— Passage provided —
((

The historical context that they give on why English only instruction is so dominant is really useful for thinking about why its ok to challenge the existing paradigm. Essentially, the use of the inner circle strategies in EFL contexts was never consciously chosen as appropriate (and certainly wasn’t based on research showing its effectiveness), but instead was a quirk of the cultural and economic dominance of the inner circle countries, which were uncritically adopted as normative worldwide, rather than being perceived as locally and contextually specific to the countries the techniques were developed in. The balance between local languages in the class is something I’ve been thinking about a lot here in Ecuador, where I use a fair bit of Spanish in my teaching. The MEC approach and the example of the teacher in Hong Kong both seem worthwhile, but they assume the teacher has full (rather than partial) abilities in the local language. I’m interesting in exploring whether there are any resources or studies out there about teachers who are not native speakers of the local language using it as an effective teaching tool in the classroom, and if so, what the best ways to do that are. It’s also interesting to me how strong the discourse of shame around LL in the classroom is too, which is definitely something I feel here at times. It’m thinking back on World Teach’s training, where they didn’t advocate for an English-only classroom, but they did discourage the use of Spanish to teach English content (instead suggesting it only for procedural information, like directions). It’s a step in the right direction, but not far enough yet. In contrast, the Edificar training was super dismissive of any valid role for Spanish inside the English classroom, which is problematic and increasingly out of date. Reading this now has encouraged me to incorporate plutilingual pedagogy into my EcuaTESOL proposal, alongside multiple intelligences and multimodality.

Mahboob, A., & Lin, A. M. Y. (2016). Using local languages in English language classrooms. In Willy A. Renandya and Handoyo P. Widodo (Eds.), English language teaching today: Building a closer link between theory and practice. New York: Springer.

))

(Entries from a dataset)
((

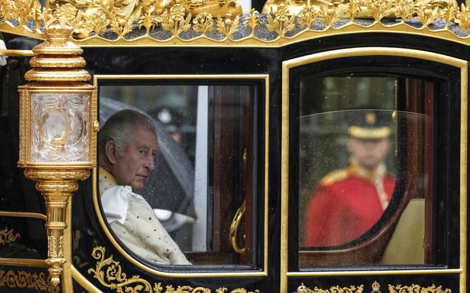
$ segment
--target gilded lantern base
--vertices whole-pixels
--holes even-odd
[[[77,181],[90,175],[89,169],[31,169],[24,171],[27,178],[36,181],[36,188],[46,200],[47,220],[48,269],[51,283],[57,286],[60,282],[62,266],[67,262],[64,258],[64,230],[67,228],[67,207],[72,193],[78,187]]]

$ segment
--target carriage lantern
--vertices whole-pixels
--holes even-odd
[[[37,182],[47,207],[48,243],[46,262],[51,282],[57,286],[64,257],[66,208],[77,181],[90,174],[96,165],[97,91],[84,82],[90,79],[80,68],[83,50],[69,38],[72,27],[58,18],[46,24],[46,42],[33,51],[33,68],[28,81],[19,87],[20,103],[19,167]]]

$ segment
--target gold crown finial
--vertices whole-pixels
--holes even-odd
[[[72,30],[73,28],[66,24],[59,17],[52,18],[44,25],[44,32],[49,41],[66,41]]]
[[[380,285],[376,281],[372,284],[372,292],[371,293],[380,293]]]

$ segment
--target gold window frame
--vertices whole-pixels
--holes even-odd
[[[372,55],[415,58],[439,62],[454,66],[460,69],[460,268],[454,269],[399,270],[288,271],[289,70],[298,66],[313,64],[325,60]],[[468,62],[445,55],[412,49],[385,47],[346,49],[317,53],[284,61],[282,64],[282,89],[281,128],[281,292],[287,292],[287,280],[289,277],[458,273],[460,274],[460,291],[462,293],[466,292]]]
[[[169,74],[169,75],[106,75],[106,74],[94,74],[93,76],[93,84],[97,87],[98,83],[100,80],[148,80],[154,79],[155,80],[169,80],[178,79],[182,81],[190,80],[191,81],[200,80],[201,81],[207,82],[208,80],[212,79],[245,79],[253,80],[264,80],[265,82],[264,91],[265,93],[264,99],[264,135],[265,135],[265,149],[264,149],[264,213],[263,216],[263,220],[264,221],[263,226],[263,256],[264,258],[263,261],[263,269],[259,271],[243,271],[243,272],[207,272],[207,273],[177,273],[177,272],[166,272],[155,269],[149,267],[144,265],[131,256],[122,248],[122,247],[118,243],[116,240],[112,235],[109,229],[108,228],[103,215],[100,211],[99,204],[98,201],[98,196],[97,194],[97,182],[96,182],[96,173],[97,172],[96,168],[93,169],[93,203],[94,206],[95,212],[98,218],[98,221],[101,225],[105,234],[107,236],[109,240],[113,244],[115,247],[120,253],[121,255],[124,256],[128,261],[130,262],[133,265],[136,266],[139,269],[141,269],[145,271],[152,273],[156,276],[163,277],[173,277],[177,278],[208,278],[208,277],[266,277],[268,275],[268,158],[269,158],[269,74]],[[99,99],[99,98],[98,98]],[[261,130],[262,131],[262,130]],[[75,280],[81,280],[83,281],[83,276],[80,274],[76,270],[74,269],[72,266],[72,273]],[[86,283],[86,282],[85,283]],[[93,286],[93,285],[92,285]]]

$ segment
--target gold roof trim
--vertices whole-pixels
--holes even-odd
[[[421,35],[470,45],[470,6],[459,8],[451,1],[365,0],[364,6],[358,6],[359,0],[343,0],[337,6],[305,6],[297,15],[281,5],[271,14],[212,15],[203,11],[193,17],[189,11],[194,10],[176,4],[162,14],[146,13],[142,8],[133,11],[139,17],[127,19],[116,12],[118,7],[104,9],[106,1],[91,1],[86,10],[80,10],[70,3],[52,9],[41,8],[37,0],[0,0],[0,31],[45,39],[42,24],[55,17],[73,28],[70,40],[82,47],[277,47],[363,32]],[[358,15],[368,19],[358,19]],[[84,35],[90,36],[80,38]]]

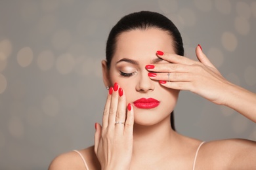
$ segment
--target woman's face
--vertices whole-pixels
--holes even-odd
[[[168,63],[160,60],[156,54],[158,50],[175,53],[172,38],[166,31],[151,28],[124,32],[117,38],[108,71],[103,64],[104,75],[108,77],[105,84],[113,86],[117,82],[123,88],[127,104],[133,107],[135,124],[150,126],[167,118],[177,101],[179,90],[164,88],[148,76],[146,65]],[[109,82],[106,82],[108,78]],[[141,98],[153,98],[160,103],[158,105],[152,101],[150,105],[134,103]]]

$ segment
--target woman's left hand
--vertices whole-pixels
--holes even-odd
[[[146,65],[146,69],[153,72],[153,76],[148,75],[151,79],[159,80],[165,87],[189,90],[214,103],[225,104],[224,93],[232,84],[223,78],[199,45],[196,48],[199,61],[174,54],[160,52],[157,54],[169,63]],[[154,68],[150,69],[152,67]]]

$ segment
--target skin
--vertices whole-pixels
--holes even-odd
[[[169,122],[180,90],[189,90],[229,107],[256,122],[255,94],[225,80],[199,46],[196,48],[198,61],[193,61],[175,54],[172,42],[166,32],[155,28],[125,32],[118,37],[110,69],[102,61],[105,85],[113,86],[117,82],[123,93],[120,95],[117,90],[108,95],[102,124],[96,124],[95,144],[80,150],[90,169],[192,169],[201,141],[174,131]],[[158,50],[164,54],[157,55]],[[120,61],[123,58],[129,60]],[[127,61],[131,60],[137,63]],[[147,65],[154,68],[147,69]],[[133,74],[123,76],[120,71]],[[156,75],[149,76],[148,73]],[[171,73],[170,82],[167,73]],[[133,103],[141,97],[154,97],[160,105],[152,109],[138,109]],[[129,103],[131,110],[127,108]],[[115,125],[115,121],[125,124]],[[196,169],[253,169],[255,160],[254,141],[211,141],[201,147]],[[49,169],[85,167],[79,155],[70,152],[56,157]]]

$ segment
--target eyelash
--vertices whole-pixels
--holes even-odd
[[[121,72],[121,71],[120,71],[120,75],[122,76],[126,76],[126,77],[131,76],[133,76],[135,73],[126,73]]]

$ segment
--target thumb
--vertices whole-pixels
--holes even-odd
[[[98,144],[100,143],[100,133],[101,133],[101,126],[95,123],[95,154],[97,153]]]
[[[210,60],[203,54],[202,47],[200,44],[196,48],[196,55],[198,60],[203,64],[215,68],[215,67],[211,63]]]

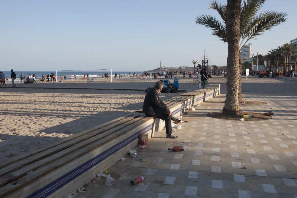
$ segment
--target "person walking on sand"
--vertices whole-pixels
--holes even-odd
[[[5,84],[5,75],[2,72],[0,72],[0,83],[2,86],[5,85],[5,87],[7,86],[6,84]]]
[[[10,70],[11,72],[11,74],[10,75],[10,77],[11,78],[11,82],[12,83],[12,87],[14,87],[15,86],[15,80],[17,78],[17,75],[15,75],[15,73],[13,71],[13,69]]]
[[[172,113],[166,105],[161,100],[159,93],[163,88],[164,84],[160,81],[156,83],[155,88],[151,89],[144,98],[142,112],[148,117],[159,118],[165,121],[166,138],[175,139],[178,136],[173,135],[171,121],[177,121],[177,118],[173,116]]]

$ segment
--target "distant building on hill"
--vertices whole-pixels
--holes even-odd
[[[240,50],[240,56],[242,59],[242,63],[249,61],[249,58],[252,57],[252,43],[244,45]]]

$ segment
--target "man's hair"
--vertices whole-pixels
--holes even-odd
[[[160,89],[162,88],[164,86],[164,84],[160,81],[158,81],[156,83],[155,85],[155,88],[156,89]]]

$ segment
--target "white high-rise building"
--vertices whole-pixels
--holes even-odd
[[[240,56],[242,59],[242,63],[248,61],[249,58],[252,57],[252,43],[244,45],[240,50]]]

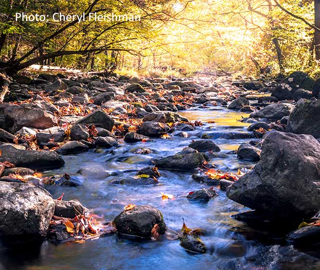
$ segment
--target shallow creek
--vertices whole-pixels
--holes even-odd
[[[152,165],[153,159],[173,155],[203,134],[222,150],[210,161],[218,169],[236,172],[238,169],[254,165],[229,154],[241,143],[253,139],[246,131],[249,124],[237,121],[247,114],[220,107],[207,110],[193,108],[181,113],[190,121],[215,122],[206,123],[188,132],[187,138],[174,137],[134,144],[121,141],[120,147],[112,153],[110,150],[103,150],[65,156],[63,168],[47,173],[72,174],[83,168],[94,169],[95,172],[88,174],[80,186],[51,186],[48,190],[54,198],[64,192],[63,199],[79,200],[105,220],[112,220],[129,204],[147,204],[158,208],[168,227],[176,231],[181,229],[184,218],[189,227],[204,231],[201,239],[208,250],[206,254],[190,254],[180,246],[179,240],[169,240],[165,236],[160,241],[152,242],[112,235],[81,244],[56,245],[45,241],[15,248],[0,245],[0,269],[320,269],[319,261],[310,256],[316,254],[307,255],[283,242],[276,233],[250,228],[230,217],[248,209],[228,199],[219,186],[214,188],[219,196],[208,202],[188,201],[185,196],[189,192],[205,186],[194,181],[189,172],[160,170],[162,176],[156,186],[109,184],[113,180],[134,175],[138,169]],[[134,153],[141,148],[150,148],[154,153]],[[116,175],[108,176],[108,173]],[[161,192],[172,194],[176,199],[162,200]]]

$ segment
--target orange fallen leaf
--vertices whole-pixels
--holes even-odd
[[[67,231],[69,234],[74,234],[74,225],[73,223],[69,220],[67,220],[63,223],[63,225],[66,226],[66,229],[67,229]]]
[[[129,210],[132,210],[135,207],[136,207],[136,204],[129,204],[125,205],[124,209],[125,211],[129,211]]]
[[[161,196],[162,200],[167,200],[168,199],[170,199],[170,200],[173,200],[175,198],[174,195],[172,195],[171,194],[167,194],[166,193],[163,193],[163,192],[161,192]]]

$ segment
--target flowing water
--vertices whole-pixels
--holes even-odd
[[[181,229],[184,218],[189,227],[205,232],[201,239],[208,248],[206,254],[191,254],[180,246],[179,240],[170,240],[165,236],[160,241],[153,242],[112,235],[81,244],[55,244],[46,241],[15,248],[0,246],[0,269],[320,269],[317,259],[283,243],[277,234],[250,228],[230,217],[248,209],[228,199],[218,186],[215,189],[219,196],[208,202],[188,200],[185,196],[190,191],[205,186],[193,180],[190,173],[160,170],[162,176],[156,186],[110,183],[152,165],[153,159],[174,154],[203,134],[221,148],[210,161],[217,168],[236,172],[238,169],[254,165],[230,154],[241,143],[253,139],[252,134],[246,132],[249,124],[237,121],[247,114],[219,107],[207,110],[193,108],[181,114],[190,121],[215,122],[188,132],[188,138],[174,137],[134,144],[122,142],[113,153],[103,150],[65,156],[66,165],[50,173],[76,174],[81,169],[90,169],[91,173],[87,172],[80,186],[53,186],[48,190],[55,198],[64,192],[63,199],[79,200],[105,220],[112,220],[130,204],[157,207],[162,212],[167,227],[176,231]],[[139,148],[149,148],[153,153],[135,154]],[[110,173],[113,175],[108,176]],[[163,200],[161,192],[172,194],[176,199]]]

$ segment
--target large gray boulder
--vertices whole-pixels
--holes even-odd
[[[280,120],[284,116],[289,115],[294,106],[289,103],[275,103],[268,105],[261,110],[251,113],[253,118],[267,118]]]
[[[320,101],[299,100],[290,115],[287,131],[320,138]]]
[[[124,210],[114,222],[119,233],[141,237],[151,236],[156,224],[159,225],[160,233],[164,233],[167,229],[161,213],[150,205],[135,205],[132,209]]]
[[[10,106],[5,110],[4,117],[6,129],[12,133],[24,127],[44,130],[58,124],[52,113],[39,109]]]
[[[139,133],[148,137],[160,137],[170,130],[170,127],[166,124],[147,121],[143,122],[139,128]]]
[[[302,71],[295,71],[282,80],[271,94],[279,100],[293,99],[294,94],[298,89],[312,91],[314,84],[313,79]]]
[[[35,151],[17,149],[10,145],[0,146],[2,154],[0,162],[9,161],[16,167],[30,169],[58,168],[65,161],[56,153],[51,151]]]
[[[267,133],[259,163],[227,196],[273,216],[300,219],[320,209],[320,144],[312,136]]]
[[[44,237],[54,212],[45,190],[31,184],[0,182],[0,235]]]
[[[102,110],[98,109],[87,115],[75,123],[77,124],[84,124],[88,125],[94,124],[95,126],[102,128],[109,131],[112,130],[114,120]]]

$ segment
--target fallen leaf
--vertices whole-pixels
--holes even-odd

))
((

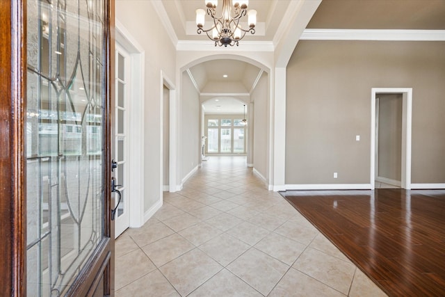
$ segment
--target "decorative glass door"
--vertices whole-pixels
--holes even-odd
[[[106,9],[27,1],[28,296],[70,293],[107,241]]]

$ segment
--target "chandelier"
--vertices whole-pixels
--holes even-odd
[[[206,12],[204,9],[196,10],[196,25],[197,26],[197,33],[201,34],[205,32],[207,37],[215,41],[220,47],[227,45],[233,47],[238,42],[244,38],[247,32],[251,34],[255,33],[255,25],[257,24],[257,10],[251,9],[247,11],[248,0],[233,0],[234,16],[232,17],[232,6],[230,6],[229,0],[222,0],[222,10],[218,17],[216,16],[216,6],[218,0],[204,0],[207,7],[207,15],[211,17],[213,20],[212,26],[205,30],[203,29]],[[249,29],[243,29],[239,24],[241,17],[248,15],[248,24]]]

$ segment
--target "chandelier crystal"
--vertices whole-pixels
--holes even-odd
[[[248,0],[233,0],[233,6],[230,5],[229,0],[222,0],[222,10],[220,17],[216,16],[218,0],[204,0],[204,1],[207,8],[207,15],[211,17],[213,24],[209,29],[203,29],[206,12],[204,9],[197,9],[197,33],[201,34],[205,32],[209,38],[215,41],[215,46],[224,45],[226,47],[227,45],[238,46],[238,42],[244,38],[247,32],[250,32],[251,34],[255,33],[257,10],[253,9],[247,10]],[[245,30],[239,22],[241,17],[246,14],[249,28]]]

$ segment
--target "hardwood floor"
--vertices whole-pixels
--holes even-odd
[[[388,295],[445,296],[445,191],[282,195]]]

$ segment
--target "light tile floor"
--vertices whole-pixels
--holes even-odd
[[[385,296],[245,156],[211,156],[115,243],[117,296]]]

))

— Work to complete —
1) In the passage on local languages in English teaching, what did the World Teach training suggest Spanish be used for?
2) Do these statements agree with the passage on local languages in English teaching? (a) The writer uses a fair amount of Spanish when teaching in Ecuador. (b) The Edificar training supported a role for Spanish in the English classroom. (c) Inner circle strategies were adopted in EFL contexts because research showed they were effective.
3) Retype everything in the passage on local languages in English teaching from "Mahboob, A., &" down to "New York: Springer.".

— Answers for the tasks —
1) Only procedural information, like directions.

2)
(a) Yes: "where I use a fair bit of Spanish in my teaching."
(b) No: "the Edificar training was super dismissive of any valid role for Spanish inside the English classroom."
(c) No: "certainly wasn’t based on research showing its effectiveness."

3)
Mahboob, A., & Lin, A. M. Y. (2016). Using local languages in English language classrooms. In Willy A. Renandya and Handoyo P. Widodo (Eds.), English language teaching today: Building a closer link between theory and practice. New York: Springer.